=== WHAT IS ASKED ===
[1] Summarize the article on writing a Repository in two sentences.
[2] Render this sentence from the article on writing a Repository in Spanish: "The above might look like a small change, but in my experience, it is extremely helpful in keeping Repositories sane."
[3] Write what follows the last sentence of the article on writing a Repository.

** Begin EXTRACT **

How to write a Repository

Out of the supporting Patterns catalogued by Eric Evans, the Repository pattern is probably the most popular. This is probably due to how data persistence has been a hot topic in software development for a long time.

The main problem is that the most popular approach for software development, Object-Orientation, isn’t easily mapped to the format used by efficient external storage systems, like relational or even NoSQL databases. This is often called impedance mismatch, and a whole cottage industry has sprung up around tools and techniques to deal with it.

For Enterprise systems—those performing business-critical tasks but usually not at a high scale—we often address these challenges by using object mapping tools such as Hibernate. These tools usually do an excellent job in dealing with the nuts and bolts of converting data types and formats, but the developer is left with the task of how to best model the concept of persisting and retrieving objects in their Domain Model and the system’s Ubiquitous Language.

For many years, the usual way to go about persistence in the Domain Model was to use specialised objects, such as DAOs and other types of Data Mappers, to convert between objects from your domain model and their persistent equivalent (e.g. to rows in database tables). These design patterns solve several of the hard design problems around coupling and cohesion, but they belong to the system’s infrastructure layer, and as such integrating them with your Ubiquitous Language isn’t a trivial task.

The Repository pattern, as catalogued by Eric Evans and Martin Fowler, offers a good way to integrate persistence needs and the Ubiquitous Language. In his book, Domain-Driven Design, Evans defines the Repository pattern as a “mechanism for encapsulating storage, retrieval, and search behaviour which emulates a collection of objects”. These emulated collections are easily assimilated by the Ubiquitous Language and are simple for engineers to implement and domain experts to understand.

Naming

The concept of a Repository as just a list of objects sounds simple enough to understand, but somehow it is very common for the classes we write to model these to end up with methods that are not related to lists at all. Over several gigs coaching teams adopting Domain-Driven Design, I’ve seen over and over classes that start as Repositories and end up becoming weird versions of DAOs.

To me, one of the best ways to avoid this problem is to name your classes in a way that makes it easy to identify when a method is out of place. Years ago, Rodrigo Yoshima told me about a very interesting way to name Repositories. Instead of the usual naming style displayed below:

class OrderRepository {
List<Order> getOrdersFor(Account a){...}
}

He likes to model his classes as following:

class AllOrders {
List<Order> belongingTo(Account a){...}
}

The above might look like a small change, but in my experience, it is extremely helpful in keeping Repositories sane.

** End EXTRACT **
** Begin GIVEN RECORDS **

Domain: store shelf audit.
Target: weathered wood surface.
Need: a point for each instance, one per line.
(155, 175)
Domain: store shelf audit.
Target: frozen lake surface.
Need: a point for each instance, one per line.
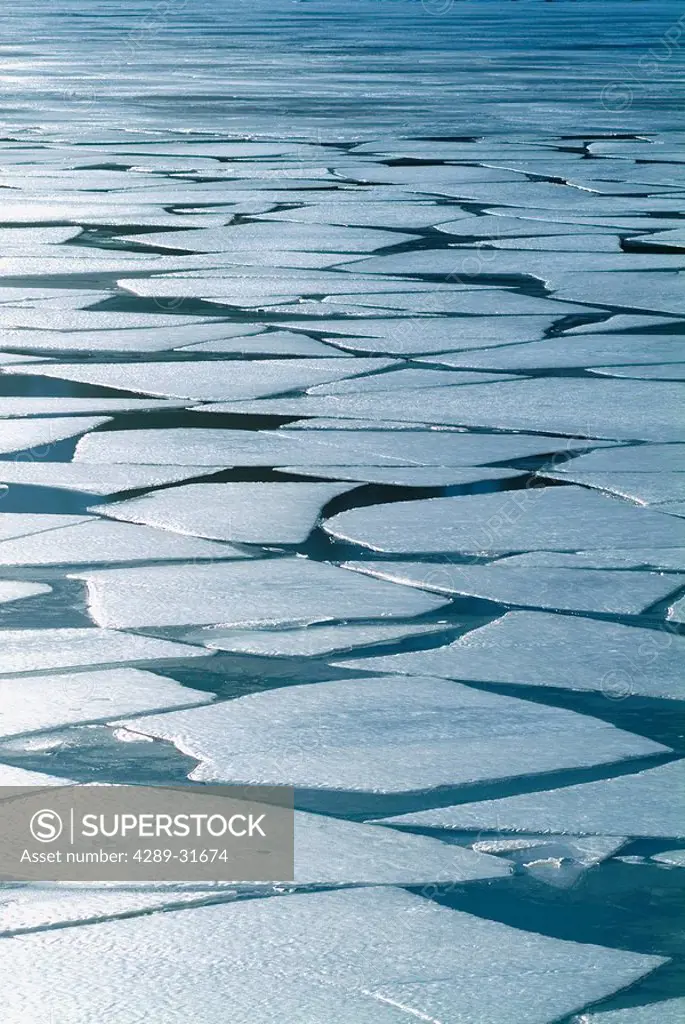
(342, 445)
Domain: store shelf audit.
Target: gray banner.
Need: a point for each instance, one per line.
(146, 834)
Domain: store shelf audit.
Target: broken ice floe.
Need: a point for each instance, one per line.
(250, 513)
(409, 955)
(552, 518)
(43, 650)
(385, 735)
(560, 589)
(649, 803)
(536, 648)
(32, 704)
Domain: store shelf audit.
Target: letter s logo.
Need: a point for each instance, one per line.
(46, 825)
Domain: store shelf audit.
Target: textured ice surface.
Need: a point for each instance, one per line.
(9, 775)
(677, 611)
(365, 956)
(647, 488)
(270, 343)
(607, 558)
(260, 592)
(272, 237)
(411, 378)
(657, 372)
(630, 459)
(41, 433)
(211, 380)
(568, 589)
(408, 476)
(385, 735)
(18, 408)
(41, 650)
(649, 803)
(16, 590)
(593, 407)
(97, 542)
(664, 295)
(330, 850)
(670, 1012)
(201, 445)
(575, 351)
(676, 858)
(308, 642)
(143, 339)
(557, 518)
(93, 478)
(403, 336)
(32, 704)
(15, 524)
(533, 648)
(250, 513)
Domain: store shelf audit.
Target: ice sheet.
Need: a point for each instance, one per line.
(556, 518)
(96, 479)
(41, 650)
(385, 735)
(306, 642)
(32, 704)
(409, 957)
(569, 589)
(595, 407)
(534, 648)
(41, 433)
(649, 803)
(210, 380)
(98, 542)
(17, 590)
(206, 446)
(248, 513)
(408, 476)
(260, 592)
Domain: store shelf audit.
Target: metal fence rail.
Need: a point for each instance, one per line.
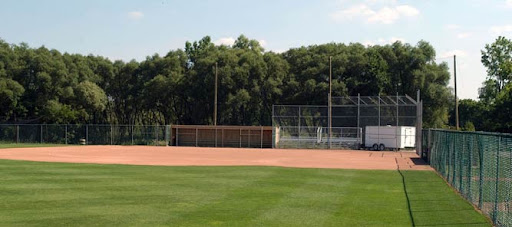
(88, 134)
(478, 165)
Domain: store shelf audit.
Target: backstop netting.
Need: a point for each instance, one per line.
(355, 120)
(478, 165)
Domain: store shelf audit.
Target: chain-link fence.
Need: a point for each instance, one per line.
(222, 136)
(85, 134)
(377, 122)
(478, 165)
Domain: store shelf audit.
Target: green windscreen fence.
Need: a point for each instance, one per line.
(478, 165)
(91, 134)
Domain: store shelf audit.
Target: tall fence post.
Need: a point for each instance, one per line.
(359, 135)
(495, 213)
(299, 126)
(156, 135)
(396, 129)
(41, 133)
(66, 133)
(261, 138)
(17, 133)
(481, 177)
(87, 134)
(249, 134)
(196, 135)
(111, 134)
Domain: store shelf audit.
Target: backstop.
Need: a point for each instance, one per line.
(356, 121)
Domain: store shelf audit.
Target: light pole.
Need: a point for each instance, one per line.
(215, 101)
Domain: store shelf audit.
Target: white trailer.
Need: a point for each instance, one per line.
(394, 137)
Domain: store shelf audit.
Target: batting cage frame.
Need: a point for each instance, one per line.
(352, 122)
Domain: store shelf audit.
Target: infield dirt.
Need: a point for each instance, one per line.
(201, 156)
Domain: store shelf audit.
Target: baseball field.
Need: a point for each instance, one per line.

** End GIVEN RECORDS **
** Begin GIVEN RECORDS **

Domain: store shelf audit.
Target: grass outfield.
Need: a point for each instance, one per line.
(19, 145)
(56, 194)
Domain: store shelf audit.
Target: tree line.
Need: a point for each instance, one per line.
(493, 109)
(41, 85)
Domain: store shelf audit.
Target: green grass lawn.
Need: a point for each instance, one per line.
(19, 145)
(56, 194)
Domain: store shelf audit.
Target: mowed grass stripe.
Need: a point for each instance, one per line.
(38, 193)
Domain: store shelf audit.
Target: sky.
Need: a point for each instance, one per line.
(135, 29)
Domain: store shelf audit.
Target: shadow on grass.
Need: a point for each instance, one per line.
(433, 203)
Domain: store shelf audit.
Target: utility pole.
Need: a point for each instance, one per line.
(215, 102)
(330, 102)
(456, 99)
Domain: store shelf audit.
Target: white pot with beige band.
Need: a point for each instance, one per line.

** End GIVEN RECORDS **
** Begin GIVEN RECORDS **

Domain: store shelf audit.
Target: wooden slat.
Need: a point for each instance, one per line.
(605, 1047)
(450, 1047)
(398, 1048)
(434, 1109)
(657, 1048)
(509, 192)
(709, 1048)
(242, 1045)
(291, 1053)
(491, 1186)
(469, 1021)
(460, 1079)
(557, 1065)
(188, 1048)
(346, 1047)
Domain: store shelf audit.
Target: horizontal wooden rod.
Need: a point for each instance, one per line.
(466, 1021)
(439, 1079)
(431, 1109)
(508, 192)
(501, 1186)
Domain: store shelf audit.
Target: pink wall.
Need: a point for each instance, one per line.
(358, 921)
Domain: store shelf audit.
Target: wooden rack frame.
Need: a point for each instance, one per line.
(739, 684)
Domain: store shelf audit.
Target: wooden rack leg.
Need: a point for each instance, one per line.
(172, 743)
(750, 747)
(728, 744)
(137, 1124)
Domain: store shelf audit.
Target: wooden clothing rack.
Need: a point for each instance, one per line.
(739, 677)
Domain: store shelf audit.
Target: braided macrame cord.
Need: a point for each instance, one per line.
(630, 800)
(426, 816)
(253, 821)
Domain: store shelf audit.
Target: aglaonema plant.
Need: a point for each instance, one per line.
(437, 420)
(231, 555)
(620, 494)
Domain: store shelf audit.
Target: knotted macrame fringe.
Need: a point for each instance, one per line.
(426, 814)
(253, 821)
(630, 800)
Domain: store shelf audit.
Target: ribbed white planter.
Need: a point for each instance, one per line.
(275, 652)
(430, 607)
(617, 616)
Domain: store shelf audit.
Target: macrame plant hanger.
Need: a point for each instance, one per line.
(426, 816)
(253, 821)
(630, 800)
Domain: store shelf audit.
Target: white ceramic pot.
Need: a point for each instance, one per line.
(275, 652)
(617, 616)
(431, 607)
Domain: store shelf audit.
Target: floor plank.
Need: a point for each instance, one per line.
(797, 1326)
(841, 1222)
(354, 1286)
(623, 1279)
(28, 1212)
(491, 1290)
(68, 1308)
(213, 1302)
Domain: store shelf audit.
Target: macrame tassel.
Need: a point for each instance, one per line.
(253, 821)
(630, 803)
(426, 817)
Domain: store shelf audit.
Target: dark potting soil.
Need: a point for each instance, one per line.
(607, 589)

** End GIVEN RECORDS **

=== RESULTS BY TASK ===
[1] The Repository pattern, which Evans defines as a mechanism that encapsulates storage, retrieval, and search behavior while emulating a collection of objects, fits persistence into the Ubiquitous Language better than DAOs and Data Mappers, which belong to the infrastructure layer. To keep Repositories from turning into odd versions of DAOs, the article recommends a naming style from Rodrigo Yoshima, such as a class called AllOrders with a method called belongingTo, which makes out-of-place methods easy to spot.

[2] Lo anterior puede parecer un cambio pequeño, pero, según mi experiencia, resulta extremadamente útil para mantener sanos los Repositorios.

[3]
As an example, let’s look at two different implementations of a Repository. Both contain a member method that I would consider to be out of place-the method should be moved to another class. If we agree that this method shouldn’t be part of this Repository, in which of the two implementations do you think it is easier to spot the problem?

//classic naming style
class UserRepository{
 User retrieveUserByLogin(String login){...}
 void submitOrder(Order order){...}
}
 
//client code
User u = userRepository.retrieveUserByLogin("pcalcado");
userRepository.submitOrder(new Order());

//Yoshima’s naming style
class AllUsers{
 User withLogin(String login){...}
 void submitOrder(Order order){...}
}
 
//client code
User u = allusers.withLogin("pcalcado");
allusers.submitOrder(new Order());

To me, using a more precise vocabulary when naming objects and operations makes it much easier to spot incongruences like the one above. As a corollary, using very generic names or prefixes like get or retrieve makes it much harder to spot these bad smells in our models.

Avoiding Method Explosion

More than just using constrained vocabulary, a well-defined Repository should expose Domain Model concepts as its published interface.

As an example, let’s assume that we have a business rule that says that every order placed on a weekend has 10% surcharge applied to it. Now if we want to retrieve all orders that fall into this situation, we could do something like this:

List<Order> surchargedOrders = allOrders.placed(user, IN_A_SATURDAY);
surchargedOrders.addAll(allOrders.placed(user, IN_A_SUNDAY));
return surchargedOrders;

This may be good enough for a one-off case, but we’re leaking abstractions here, and they might come back to haunt us as the system grows. If you need to deal with surcharged orders in many different places, you will likely start duplicating of the snippet above across your system. If a surcharge is an important concept in your Domain Model, you should make sure that the objects implementing this model—and the Repository is one of those objects—model this term as a first-class citizen. This is a core idea in Domain-Driven design: make implicit domain concepts explicit, usually by modelling them as objects and methods.

I believe that something like this will be better:

return allOrders.surchargedFor(user);

The approach described above bring its own challenges. Assuming that surcharged is just one of many states that an order can be in, following this pattern can lead to method explosion as we will end up with a method per state. This won’t be a problem if the number of states is reasonable, but the approach itself doesn’t scale very well for attributes with a large number of possible states.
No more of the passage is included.